> [Given text]
══════════
1963…

Posted on Sunday 24 September 2006

Condi Rice is on 60 Minutes in the living room on the television. She talked about the 1963 church bombing in Birmingham where she was growing up that killed four little girls – girls she knew. She sees that event as Terrorism, and a root of her strong feelings about modern Terrorism. She sees it in terms of good and evil.

On Monday, September 16, 1963, I was eating lunch in a Toddle House restaurant. It was the summer between college and medical school. While I had been peripherally involved in the Civil Rights Movement in college, it wasn’t yet a passion. But that day, I picked up a discarded newspaper and read about the bombing of the Sixteenth Street Baptist Church in Birmingham. It was a defining moment for me too. I could never again not see the hatred of the segregation and the racism in my native South. I don’t know why that particular event was the one that lit the fire – there had been plenty of other equally horrible incidents of outrageous racism – but it was the one that personally woke me up.
══════════
> [Problem statement] Reproduce the whole post about the 1963 Birmingham church bombing word for word, keeping its title, date line, and both paragraphs.

> [Given data]
══════════
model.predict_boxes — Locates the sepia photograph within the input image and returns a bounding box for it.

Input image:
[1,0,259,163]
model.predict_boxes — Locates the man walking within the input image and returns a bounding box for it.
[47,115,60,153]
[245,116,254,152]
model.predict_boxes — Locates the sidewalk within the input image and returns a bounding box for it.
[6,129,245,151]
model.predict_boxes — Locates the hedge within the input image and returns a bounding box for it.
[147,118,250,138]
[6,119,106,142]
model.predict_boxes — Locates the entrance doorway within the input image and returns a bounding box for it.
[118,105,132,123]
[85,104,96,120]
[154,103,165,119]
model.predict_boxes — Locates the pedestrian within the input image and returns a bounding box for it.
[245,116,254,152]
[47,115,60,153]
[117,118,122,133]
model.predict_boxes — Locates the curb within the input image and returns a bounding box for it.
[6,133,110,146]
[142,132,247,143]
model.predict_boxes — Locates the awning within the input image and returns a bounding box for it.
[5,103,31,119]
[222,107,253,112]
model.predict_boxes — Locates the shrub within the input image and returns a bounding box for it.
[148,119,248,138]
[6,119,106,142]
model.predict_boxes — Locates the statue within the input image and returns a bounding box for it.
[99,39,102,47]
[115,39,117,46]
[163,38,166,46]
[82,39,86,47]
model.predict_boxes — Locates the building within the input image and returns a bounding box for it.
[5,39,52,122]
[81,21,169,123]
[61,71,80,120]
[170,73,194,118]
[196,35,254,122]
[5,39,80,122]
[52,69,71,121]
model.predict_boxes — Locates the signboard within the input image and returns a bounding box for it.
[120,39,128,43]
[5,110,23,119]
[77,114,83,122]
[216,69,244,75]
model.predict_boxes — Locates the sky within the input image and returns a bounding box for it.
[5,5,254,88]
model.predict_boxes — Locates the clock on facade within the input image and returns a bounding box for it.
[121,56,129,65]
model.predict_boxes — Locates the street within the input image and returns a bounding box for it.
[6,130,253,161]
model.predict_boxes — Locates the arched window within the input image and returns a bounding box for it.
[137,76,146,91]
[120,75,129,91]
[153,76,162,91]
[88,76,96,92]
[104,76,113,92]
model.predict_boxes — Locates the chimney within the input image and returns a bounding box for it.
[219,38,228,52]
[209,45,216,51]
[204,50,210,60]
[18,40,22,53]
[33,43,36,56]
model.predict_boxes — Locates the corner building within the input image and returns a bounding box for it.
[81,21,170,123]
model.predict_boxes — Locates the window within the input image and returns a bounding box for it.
══════════
> [Written answer]
1963…

Posted on Sunday 24 September 2006

Condi Rice is on 60 Minutes in the living room on the television. She talked about the 1963 church bombing in Birmingham where she was growing up that killed four little girls – girls she knew. She sees that event as Terrorism, and a root of her strong feelings about modern Terrorism. She sees it in terms of good and evil.

On Monday, September 16, 1963, I was eating lunch in a Toddle House restaurant. It was the summer between college and medical school. While I had been peripherally involved in the Civil Rights Movement in college, it wasn’t yet a passion. But that day, I picked up a discarded newspaper and read about the bombing of the Sixteenth Street Baptist Church in Birmingham. It was a defining moment for me too. I could never again not see the hatred of the segregation and the racism in my native South. I don’t know why that particular event was the one that lit the fire – there had been plenty of other equally horrible incidents of outrageous racism – but it was the one that personally woke me up.